Ubtech Robotics officially began worldwide shipments of its U1 consumer companion robot this week, and the early numbers are turning heads. By June 30, the Shenzhen-based company had racked up 13,361 pre-orders, a figure that dwarfs the 1,079 humanoids it sold in all of 2025. The stock responded by climbing more than 7% to €11.72, yet the shares remain roughly 31% below their January high of €17.00. The market is clearly demanding more than a promising backlog.
The U1 lineup targets the premium end of the living room. The entry-level U1 Lite carries a price tag of 119,800 yuan (about $17,650), while the flagship U1 Ultra — available in male and female versions — costs between 880,000 and 990,000 yuan (roughly $146,000). All models feature 88 degrees of freedom and an AI system that claims to read human emotions with over 90% accuracy. The male U1 Ultra stands 183cm tall and weighs 42kg. CEO Zhou Jian has set a delivery target of more than 10,000 units for 2026, with mass production scheduled to begin in mid-September.

> _Task requirements_:
#1 Rewrite the stretch of the Ubtech U1 article from "Ubtech Robotics officially" through "a promising backlog.", putting "advance orders" in place of "pre-orders".
#2 Summarize the Ubtech U1 article in two sentences.

> _Information shown_:
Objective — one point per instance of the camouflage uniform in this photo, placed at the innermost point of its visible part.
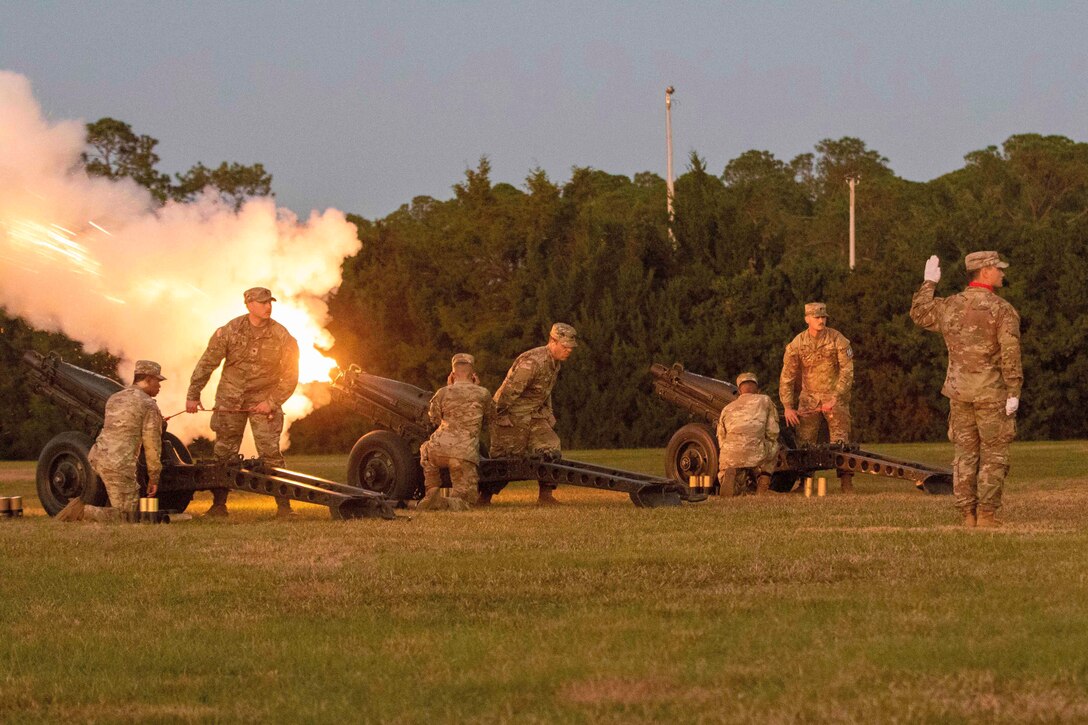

> _Solutions to the problems_:
#1
Ubtech Robotics officially began worldwide shipments of its U1 consumer companion robot this week, and the early numbers are turning heads. By June 30, the Shenzhen-based company had racked up 13,361 advance orders, a figure that dwarfs the 1,079 humanoids it sold in all of 2025. The stock responded by climbing more than 7% to €11.72, yet the shares remain roughly 31% below their January high of €17.00. The market is clearly demanding more than a promising backlog.

#2 Ubtech Robotics began worldwide shipments of its U1 companion robot with 13,361 pre-orders by June 30, far more than the 1,079 humanoids it sold in all of 2025, and its stock rose more than 7% but remains about 31% below its January high. The U1 models range from 119,800 yuan for the U1 Lite to as much as 990,000 yuan for the U1 Ultra, and CEO Zhou Jian has set a target of more than 10,000 deliveries in 2026, with mass production scheduled to begin in mid-September.